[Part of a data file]
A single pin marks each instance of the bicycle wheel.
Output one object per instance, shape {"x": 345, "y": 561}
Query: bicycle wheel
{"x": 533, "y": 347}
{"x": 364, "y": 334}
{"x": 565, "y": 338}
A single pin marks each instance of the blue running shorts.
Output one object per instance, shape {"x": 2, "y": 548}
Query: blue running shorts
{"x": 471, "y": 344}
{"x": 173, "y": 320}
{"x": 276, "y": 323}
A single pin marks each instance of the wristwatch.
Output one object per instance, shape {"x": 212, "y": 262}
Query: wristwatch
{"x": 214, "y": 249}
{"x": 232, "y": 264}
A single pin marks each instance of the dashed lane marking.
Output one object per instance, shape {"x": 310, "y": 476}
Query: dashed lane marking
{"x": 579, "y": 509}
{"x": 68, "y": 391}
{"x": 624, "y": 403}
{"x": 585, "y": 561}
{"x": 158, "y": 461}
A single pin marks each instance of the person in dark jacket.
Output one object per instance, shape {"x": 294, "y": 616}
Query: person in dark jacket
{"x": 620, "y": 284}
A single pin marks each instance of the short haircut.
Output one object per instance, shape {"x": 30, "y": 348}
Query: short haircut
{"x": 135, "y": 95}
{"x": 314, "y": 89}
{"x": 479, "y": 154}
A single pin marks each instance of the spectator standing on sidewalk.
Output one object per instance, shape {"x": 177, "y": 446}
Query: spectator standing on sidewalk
...
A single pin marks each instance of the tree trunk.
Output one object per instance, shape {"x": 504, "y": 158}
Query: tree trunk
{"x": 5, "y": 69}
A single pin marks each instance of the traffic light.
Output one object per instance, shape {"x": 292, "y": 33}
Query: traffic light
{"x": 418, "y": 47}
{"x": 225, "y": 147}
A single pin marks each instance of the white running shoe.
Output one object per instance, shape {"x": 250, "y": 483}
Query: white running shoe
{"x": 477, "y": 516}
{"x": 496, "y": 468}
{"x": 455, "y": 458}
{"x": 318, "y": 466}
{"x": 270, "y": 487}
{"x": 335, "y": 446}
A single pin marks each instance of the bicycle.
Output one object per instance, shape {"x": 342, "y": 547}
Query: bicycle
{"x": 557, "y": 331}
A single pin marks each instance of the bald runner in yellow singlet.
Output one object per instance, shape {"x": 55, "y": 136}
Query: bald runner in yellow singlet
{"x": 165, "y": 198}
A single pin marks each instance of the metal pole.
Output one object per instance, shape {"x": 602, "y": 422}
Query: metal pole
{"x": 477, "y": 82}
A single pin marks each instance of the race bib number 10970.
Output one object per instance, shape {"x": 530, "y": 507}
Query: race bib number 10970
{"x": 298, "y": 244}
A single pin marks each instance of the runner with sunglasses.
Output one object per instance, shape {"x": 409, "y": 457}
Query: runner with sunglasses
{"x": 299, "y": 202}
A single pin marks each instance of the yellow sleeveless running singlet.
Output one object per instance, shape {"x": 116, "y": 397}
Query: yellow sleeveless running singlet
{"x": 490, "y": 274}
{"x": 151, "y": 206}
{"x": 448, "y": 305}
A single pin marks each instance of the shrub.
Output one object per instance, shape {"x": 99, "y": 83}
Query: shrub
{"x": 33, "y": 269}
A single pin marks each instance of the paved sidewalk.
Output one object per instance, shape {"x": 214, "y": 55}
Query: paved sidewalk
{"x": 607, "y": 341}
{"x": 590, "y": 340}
==
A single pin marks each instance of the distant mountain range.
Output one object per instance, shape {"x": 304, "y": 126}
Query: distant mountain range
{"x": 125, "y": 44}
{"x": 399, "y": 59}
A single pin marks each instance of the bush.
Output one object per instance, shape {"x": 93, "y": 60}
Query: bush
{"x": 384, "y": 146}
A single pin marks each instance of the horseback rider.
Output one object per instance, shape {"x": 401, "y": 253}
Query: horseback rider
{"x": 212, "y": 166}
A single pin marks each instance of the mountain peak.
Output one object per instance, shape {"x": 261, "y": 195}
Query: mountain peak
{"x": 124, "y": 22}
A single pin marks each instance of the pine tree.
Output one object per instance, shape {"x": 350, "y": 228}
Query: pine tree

• _Your goal_
Put the rows into a numbered list, starting at the line that contains "A single pin marks each instance of the bicycle wheel." and ending after the line that contains "Query: spectator standing on sidewalk". Leave out any blank lines.

• _Solved exercise_
1. A single pin marks each instance of the bicycle wheel.
2. Output one object per instance, shape {"x": 345, "y": 561}
3. Query: bicycle wheel
4. {"x": 533, "y": 347}
5. {"x": 364, "y": 334}
6. {"x": 565, "y": 338}
7. A single pin marks each instance of the blue running shorts.
8. Output one object per instance, shape {"x": 2, "y": 548}
9. Query: blue running shorts
10. {"x": 471, "y": 344}
11. {"x": 173, "y": 320}
12. {"x": 276, "y": 323}
13. A single pin marks each instance of the wristwatch.
14. Output one object per instance, shape {"x": 212, "y": 262}
15. Query: wristwatch
16. {"x": 214, "y": 249}
17. {"x": 232, "y": 264}
18. A single pin marks each instance of the dashed lane marking.
19. Output one object per instance, shape {"x": 310, "y": 476}
20. Query: dashed lane marking
21. {"x": 579, "y": 509}
22. {"x": 68, "y": 391}
23. {"x": 624, "y": 403}
24. {"x": 585, "y": 561}
25. {"x": 158, "y": 461}
26. A single pin marks each instance of the person in dark jacket.
27. Output one object per instance, shape {"x": 294, "y": 616}
28. Query: person in dark jacket
29. {"x": 620, "y": 284}
30. A single pin marks each instance of the short haircut.
31. Output one object per instance, shape {"x": 30, "y": 348}
32. Query: short haircut
33. {"x": 135, "y": 95}
34. {"x": 314, "y": 89}
35. {"x": 479, "y": 154}
36. A single pin marks each instance of the spectator standing on sidewalk.
37. Output one object per instance, shape {"x": 177, "y": 446}
38. Query: spectator standing on sidewalk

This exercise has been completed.